This seminar will explore key concepts in ecological and environmental thought in Latin America. One of the world’s most biodiverse regions, Latin America has suffered environmental damage at a disproportionate scale as a result of mining, deforestation, industrial contamination, monocrop agriculture, and other forms of habit destruction. Recent years have seen a huge increase in local conflicts over environmental issues as well as a growth in organizations that link local activists to regional and transnational networks.

* [WORK TO COMPLETE]:
[a] Besides local conflicts over environmental issues, what does the seminar description say has grown in recent years?
[b] Write the next part of the Latin American ecology seminar description, picking up after its last sentence.
You won't need the records for anything here.

* [EXTRACTED ENTRIES]:
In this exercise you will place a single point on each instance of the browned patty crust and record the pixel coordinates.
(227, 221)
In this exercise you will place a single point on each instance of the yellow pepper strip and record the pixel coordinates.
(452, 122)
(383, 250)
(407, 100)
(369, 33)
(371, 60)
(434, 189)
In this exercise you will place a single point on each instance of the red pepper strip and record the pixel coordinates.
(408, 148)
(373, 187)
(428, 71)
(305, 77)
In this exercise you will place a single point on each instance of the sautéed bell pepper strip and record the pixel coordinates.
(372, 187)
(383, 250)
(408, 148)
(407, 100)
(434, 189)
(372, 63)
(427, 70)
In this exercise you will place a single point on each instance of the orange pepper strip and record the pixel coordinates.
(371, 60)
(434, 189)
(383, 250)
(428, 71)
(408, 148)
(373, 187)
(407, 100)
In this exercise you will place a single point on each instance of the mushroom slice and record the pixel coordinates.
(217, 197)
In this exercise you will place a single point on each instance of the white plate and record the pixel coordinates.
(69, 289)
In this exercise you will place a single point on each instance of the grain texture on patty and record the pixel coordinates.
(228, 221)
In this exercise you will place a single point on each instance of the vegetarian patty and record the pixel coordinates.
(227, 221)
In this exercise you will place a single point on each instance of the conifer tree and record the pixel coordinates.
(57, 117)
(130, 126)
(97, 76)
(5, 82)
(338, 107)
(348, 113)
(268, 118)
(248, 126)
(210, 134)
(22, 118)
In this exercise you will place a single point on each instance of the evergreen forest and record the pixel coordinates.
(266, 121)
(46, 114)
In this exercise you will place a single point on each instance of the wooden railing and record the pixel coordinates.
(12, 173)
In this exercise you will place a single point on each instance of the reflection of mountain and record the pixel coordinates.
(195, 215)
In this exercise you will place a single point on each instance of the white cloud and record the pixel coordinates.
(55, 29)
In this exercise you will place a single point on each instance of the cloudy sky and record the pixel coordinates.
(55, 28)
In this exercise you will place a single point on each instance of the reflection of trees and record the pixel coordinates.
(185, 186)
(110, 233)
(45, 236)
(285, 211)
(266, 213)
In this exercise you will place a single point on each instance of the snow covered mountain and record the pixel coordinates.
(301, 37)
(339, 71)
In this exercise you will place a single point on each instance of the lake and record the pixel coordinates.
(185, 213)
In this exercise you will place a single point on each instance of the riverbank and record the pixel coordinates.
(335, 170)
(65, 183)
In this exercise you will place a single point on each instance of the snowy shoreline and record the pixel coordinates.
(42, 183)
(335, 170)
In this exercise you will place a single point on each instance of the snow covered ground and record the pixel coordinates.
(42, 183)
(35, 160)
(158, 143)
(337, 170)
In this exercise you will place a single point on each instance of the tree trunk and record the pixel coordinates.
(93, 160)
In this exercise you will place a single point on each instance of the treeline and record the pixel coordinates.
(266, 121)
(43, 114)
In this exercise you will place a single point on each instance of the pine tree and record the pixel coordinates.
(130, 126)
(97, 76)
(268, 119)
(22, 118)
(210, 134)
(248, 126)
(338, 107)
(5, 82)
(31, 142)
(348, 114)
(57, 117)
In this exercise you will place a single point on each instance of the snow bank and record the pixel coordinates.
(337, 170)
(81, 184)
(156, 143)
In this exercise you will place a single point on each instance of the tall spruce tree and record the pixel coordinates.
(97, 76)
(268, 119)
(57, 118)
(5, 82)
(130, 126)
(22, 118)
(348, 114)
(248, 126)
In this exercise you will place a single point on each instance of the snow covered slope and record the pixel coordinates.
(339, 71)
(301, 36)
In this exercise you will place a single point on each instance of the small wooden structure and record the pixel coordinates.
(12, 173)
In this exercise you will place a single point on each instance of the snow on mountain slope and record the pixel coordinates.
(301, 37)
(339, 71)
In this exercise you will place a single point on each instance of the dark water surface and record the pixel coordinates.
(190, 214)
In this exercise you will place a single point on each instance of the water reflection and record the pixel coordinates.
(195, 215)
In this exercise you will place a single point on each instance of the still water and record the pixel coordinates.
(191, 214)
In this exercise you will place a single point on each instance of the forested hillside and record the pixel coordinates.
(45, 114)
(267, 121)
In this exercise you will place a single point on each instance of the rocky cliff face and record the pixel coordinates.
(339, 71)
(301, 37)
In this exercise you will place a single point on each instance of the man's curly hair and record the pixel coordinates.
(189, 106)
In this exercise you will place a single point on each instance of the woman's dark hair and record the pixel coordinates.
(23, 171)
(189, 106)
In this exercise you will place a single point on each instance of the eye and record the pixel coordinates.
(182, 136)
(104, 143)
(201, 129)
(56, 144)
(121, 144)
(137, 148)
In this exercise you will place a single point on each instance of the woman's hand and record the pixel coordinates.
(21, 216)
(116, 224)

* [IN RESPONSE]:
[a] Organizations that link local activists to regional and transnational networks.

[b]
Political ecology and environmental thought have unfolded in Latin America as a distinctively interdisciplinary and intercultural set of paradigms and practices that are often forged at the intersection of academia and activism. These approaches also seek to decolonize knowledge by facilitating a critical dialogue between Western science and traditional (indigenous) ecological knowledge. Guided by the work of thinkers such as Enrique Leff, Eduardo Gudynas, Arturo Escobar, Maristella Svampa, and Leonardo Boff, we will focus on several themes that have developed in Latin American ecological thought in recent decades, including the coloniality of nature, relational ontologies, biocentrism, buen vivir, the ethics of care, the rights of nature, and the commons. As a case study, we will explore the debates around transgenic maize in Mexico and how these were staged in exhibitions produced by the interdisciplinary research group Arte+Ciencia in 2012-14.